## TASK DESCRIPTION
Using the listing below, retype only the lines from the line with "Please place a point on the carved stone molding" through the end, both ends included, and exclude the pictures.

## SUPPLIED MATERIAL

_____

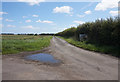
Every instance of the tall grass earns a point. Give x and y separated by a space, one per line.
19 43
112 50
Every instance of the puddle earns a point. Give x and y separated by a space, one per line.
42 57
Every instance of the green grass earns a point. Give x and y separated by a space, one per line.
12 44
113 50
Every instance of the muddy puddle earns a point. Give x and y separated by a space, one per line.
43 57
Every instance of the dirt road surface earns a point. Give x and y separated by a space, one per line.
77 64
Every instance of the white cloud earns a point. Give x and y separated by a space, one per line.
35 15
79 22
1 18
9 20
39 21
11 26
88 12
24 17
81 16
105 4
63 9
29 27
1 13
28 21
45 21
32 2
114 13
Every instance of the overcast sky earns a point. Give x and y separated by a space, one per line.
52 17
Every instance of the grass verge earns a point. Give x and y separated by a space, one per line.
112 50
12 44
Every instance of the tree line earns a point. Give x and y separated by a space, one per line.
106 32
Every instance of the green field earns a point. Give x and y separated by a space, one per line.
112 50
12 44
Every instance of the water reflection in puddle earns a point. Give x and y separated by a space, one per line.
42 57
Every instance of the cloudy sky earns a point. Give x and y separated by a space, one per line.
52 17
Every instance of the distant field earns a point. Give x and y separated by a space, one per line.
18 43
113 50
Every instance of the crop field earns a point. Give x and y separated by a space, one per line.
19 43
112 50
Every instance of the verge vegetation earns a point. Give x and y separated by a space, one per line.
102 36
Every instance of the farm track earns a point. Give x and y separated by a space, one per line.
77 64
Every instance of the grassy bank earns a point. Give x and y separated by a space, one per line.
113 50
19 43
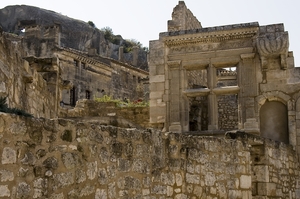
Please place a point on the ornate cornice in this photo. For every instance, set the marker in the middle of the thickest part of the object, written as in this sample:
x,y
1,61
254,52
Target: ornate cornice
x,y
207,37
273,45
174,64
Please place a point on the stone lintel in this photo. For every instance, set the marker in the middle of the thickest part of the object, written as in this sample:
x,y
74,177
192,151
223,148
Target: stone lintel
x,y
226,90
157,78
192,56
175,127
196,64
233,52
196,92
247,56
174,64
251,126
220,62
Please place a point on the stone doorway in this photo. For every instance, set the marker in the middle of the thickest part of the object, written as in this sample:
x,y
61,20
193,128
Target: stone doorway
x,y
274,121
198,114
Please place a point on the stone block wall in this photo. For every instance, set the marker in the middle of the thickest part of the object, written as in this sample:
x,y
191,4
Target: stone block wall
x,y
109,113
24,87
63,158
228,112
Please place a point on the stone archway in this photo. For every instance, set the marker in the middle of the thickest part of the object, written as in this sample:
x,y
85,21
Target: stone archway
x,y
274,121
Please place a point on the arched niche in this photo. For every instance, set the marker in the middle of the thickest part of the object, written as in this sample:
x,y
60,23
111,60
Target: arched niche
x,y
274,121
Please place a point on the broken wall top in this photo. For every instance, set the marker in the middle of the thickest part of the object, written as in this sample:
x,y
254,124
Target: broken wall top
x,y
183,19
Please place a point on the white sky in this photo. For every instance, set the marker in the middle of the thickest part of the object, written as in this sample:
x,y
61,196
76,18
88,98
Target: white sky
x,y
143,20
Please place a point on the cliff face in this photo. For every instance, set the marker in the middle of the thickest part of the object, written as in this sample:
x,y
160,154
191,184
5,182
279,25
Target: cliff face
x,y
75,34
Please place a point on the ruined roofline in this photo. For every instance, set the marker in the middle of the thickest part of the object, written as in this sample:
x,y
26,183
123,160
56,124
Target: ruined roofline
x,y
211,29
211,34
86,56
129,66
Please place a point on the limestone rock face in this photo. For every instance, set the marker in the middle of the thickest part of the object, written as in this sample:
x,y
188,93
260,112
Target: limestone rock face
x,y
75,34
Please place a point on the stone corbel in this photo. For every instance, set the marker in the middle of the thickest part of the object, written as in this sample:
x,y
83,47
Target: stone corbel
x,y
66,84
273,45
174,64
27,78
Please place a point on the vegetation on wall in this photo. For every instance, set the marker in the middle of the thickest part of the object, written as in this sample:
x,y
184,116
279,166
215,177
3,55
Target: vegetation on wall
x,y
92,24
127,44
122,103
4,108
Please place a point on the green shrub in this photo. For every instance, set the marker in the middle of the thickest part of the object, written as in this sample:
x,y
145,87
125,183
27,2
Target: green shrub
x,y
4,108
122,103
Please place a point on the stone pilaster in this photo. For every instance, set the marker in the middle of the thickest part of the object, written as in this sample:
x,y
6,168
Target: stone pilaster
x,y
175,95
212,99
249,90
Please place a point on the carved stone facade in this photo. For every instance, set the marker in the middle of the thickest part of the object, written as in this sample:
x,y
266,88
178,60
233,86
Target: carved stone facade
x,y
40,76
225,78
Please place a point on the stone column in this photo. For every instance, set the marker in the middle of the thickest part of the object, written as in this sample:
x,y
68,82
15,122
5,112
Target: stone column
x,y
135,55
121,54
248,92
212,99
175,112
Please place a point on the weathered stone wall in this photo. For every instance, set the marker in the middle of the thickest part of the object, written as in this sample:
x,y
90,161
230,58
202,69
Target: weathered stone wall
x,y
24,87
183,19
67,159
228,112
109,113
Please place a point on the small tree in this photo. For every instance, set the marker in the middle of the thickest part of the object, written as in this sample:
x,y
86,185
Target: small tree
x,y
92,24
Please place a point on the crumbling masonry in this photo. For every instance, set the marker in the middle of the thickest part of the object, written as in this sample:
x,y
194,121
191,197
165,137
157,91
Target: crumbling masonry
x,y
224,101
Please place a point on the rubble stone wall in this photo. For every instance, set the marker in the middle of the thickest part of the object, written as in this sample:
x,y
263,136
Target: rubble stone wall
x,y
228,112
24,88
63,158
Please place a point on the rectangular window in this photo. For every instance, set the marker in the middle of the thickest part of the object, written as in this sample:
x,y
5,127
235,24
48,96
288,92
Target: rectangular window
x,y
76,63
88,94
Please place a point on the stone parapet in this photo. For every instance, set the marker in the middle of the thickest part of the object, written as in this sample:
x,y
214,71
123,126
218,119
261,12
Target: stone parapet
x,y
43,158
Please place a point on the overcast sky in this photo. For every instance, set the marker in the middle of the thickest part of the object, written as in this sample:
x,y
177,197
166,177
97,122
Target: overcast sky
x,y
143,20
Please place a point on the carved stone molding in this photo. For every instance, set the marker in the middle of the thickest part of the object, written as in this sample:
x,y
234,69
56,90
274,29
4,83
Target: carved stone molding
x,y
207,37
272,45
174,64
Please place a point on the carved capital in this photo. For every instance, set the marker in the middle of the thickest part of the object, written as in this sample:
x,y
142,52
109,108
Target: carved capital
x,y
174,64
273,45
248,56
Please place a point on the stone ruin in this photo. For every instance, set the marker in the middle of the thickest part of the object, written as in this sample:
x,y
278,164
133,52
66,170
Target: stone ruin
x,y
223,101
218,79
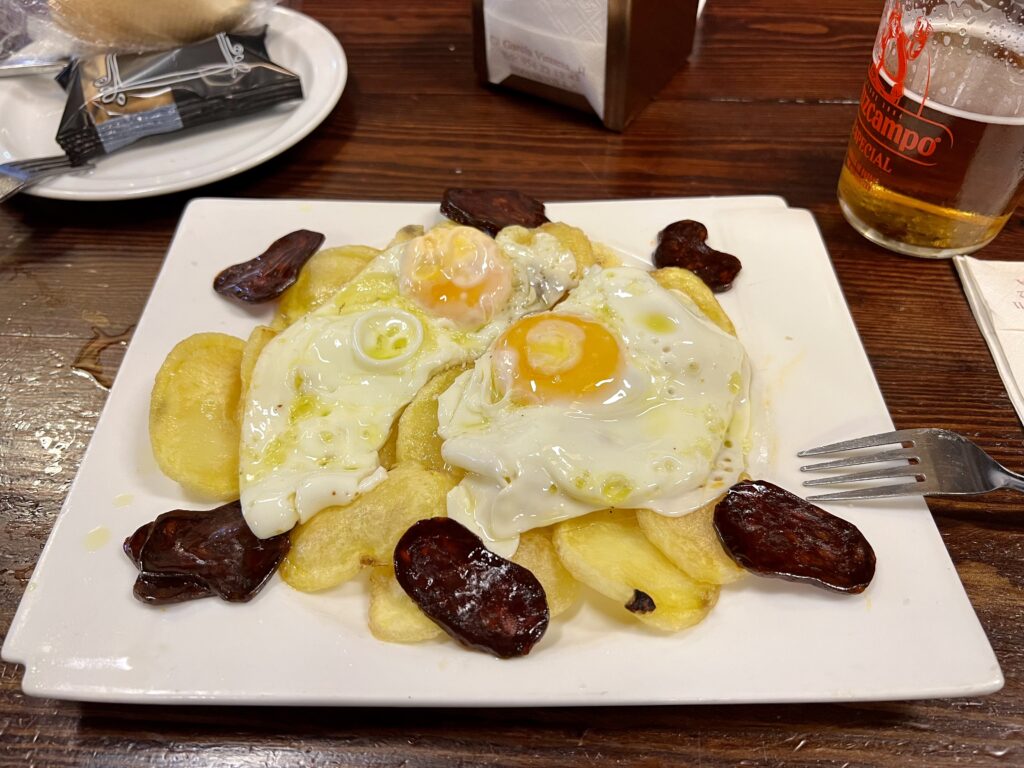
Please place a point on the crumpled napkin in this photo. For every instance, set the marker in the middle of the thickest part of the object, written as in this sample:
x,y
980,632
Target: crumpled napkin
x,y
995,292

_____

## CORRECT OUTPUT
Please place a point on the carved stone molding in this photo. For every instance, set the marker in the middle of the thickest part of the object, written as in this sample:
x,y
234,69
56,90
274,29
4,83
Target: carved stone molding
x,y
207,37
272,45
174,64
Please place a point on the carved capital in this photo. For every instance, set the marker in the middle of the thickest part of the object, written as in this sample:
x,y
142,52
109,108
Target: carved capital
x,y
174,64
273,45
248,56
Please place a point on the stone ruin in this photo. For every instance, set the marker in the middle of the thickest part of the object, written as in this sample:
x,y
278,164
133,52
66,170
Target: stone ruin
x,y
223,101
218,79
Please place a point on the crumpled napkin in this photo. For every instance, set the marker in the middle of the thickest part of the object, written as in this sample:
x,y
980,632
Target: crumpled napkin
x,y
995,292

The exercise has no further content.